> Job 1:
Answer these questions using the article on environmental defenders:
(a) How many environmental defenders does the report say were murdered last year?
(b) Which organization published the report?
(c) In what city is the Struggle For Life camp?
> Job 2: Reproduce the part of the article on environmental defenders starting with "Editor’s note: As" and going on through "they will lose.".

> Quoted text:
BEGIN

2020 Was Deadliest-Ever Year for Environmental Defenders: Report

2020 Was Deadliest-Ever Year for Environmental Defenders: Report

This article originally appeared in Common Dreams.

Editor’s note: As it was last year and the year before that. The resistance grows stronger to late stage capitalism. The land destroyers are becoming more and more desperate as their power slips away. They may kill resistors but they can never kill the movement and in the end, they will lose.
Featured image: Over 6,000 indigenous people from approximately 170 peoples are protesting at the Struggle For Life camp in Brasilia against the Time Limit Trick. © Survival


By BRETT WILKINS

“Fighting the climate crisis carries an unbearably heavy burden for some, who risk their lives to save the forests, rivers, and biospheres that are essential to counteract unsustainable global warming.”

A record 227 environmental defenders were murdered last year—with over half of these killings perpetrated in Colombia, Mexico, and the Philippines—according to a report published Monday by Global Witness.

“As the climate crisis intensifies, violence against those protecting their land and our planet also increases.”

END

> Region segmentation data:
BEGIN

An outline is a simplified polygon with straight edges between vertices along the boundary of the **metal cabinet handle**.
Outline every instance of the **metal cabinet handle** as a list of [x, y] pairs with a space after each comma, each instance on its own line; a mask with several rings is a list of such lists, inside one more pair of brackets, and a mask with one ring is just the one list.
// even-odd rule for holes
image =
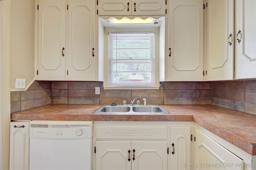
[[[240, 40], [238, 39], [238, 34], [240, 34], [241, 36], [240, 36]], [[239, 30], [238, 32], [237, 32], [237, 34], [236, 34], [236, 40], [239, 43], [240, 43], [241, 42], [241, 40], [242, 39], [242, 35], [241, 34], [241, 30]]]
[[169, 57], [170, 57], [172, 55], [172, 49], [169, 48], [169, 51], [170, 51], [170, 54], [169, 54]]
[[[229, 45], [230, 46], [230, 47], [232, 45], [232, 34], [230, 33], [230, 34], [229, 35], [229, 36], [228, 37], [228, 42], [229, 44]], [[230, 42], [229, 41], [229, 40], [230, 40], [230, 38], [231, 38], [231, 42]]]
[[135, 159], [135, 154], [134, 153], [134, 152], [135, 152], [135, 150], [134, 149], [133, 149], [133, 150], [132, 150], [132, 152], [133, 152], [132, 160], [134, 161]]
[[174, 152], [175, 152], [174, 144], [173, 143], [172, 143], [172, 153], [173, 155], [174, 154]]
[[130, 153], [131, 152], [131, 151], [130, 150], [130, 149], [129, 150], [128, 150], [128, 160], [129, 161], [129, 162], [130, 162], [130, 160], [131, 160], [131, 159], [130, 158]]
[[62, 53], [62, 57], [64, 57], [64, 55], [64, 55], [64, 53], [63, 53], [63, 51], [65, 49], [65, 48], [64, 48], [64, 47], [63, 47], [62, 48], [62, 50], [61, 51], [61, 53]]
[[94, 48], [92, 48], [92, 57], [94, 57]]

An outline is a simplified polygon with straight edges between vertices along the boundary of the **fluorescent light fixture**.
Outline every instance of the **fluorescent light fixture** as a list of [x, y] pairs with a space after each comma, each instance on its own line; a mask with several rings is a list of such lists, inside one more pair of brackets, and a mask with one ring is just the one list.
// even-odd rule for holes
[[111, 17], [108, 20], [110, 25], [126, 25], [126, 24], [150, 24], [155, 23], [155, 19], [152, 17], [143, 19], [140, 17], [136, 17], [134, 19], [130, 19], [125, 17], [120, 19]]

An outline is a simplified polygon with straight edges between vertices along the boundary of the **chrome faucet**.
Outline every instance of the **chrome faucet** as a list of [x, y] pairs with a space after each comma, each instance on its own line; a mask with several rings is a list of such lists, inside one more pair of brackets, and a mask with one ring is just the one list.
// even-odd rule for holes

END

> Expected answer 1:
(a) 227
(b) Global Witness
(c) Brasilia

> Expected answer 2:
Editor’s note: As it was last year and the year before that. The resistance grows stronger to late stage capitalism. The land destroyers are becoming more and more desperate as their power slips away. They may kill resistors but they can never kill the movement and in the end, they will lose.